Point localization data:
-----
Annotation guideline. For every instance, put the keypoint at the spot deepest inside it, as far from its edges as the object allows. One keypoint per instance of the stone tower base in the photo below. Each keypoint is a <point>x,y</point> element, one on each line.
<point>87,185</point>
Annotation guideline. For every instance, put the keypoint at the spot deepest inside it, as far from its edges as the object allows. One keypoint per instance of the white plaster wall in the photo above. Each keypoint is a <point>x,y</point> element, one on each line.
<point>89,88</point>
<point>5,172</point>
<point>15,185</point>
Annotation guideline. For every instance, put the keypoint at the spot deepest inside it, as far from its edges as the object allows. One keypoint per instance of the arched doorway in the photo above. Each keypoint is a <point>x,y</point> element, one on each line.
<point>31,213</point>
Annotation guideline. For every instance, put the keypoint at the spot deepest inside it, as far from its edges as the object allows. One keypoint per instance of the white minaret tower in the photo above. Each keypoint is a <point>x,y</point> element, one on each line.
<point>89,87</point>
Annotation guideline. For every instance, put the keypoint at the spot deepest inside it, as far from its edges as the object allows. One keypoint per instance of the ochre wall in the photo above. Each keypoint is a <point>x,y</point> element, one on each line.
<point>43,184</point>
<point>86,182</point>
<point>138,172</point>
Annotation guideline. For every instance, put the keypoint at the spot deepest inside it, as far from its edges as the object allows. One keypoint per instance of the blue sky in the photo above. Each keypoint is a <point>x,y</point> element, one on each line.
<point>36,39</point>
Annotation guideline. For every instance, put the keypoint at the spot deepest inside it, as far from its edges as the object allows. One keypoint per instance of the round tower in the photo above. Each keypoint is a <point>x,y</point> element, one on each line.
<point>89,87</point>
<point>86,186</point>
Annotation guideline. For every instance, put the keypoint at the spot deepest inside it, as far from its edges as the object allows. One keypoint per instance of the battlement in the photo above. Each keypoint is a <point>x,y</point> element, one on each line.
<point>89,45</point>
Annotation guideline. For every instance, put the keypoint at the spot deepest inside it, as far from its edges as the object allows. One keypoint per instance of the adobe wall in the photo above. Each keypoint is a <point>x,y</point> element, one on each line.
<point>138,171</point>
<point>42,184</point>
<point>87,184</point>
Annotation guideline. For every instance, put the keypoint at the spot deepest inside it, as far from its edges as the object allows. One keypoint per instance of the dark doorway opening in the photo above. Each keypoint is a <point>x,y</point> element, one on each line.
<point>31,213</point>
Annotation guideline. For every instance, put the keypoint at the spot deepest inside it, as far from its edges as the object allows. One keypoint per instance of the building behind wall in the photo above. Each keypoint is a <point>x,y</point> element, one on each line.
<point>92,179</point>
-----
A complete, exact transcription of the data above is required.

Annotation guideline. For every instance, put the keypoint at the spot deepest inside it, as far from its edges as the object allows. One keypoint per instance of the stone tower base in the photo below. Each keypoint is a <point>x,y</point> element, one on each line.
<point>87,185</point>
Annotation guideline. For every instance, put the keypoint at the spot deepest inside it, as far from its edges as the object allows. One keypoint per instance of the white plaster wall in the photo above. Each keypoint is a <point>x,y</point> element, one on each line.
<point>89,88</point>
<point>5,172</point>
<point>15,185</point>
Annotation guideline. For every instance, put the keypoint at the spot deepest inside it, as far from its edges as the object allows. One keypoint per instance of the arched doorway in the photo above. Each keypoint is a <point>x,y</point> element, one on each line.
<point>31,213</point>
Annotation guideline. For every instance, put the keypoint at the spot deepest inside it, as far from its edges as the object allows. One keypoint per instance of the white minaret tower in the photo above. Each keypoint is a <point>x,y</point> element, one on each line.
<point>89,87</point>
Annotation guideline. For every instance, put the keypoint at the spot deepest inside it, as far from its edges as the object allows. One keypoint per instance of the ochre wall in the photo above. Each keypoint is a <point>x,y</point> element, one on each line.
<point>43,184</point>
<point>86,182</point>
<point>138,172</point>
Annotation guideline. For every instance, put the keypoint at the spot deepest inside it, as far from its edges as the object allows. One keypoint per instance of the blue sky in the photo above. Each keypoint is a <point>x,y</point> element, one on each line.
<point>36,39</point>
Annotation guideline. For every instance, put the keypoint at the spot deepest inside it, as far from its edges as the object allows. One keypoint per instance of the round tower in the photo above. Each keypoint is a <point>x,y</point> element, one on each line.
<point>89,87</point>
<point>86,186</point>
Annotation guideline. For every instance, put the keypoint at the spot deepest inside it, as far from its edges as the object allows. One keypoint per instance of the battlement in the photo above. Each keypoint is a <point>x,y</point> element, one on each line.
<point>89,45</point>
Annotation guideline. For every instance, put the keypoint at the spot deepest inside it, as far from its edges as the object allows. One keypoint per instance of the adobe wall in the photo above. Each keypoint is a <point>x,y</point> element, one on each line.
<point>138,171</point>
<point>42,184</point>
<point>87,184</point>
Annotation guideline. For every instance, put the keypoint at the spot deepest inside it, as far from its edges as the object allows. One keypoint per instance of the dark doorway opening in the photo above. Each keypoint is a <point>x,y</point> element, one on each line.
<point>31,213</point>
Annotation guideline. For every instance, put the keypoint at the spot deepest inside it, as far from its edges as the object allows. One keypoint per instance of the building behind wall in the photo above. Each keypoint is a <point>x,y</point> element, one on each line.
<point>92,179</point>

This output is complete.